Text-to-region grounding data
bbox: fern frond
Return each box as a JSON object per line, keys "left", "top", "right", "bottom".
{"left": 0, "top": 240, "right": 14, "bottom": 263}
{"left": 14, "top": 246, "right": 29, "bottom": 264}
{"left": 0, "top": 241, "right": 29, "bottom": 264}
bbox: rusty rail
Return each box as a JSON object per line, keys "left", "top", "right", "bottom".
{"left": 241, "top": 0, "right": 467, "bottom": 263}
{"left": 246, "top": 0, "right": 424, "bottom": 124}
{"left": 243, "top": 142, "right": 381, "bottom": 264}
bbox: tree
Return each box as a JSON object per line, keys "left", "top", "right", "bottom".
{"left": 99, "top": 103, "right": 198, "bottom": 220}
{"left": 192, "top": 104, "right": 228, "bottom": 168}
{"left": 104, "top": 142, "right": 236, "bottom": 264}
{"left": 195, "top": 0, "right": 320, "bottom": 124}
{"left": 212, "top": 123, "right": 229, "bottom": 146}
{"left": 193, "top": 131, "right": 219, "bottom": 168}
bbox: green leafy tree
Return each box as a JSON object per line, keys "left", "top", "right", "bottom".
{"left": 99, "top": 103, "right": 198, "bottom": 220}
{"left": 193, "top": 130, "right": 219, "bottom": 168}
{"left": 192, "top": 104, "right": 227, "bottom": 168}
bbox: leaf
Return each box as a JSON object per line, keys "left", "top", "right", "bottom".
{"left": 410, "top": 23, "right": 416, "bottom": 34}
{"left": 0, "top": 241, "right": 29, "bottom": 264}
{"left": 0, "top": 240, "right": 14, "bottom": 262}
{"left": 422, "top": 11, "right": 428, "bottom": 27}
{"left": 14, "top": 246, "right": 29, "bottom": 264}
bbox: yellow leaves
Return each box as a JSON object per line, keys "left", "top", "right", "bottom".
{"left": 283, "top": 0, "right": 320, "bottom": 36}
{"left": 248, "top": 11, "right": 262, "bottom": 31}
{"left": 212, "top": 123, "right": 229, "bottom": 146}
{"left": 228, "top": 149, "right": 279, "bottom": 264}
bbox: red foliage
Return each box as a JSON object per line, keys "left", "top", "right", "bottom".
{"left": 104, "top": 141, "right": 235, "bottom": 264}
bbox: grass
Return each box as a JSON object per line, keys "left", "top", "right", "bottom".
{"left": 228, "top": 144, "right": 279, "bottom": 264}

#### EXERCISE BRIEF:
List every line in the records above that contains the word "bbox".

#### YOUR SOLUTION:
bbox: fern frond
bbox: rusty rail
bbox: tree
bbox: green leafy tree
bbox: leaf
bbox: yellow leaves
bbox: red foliage
bbox: grass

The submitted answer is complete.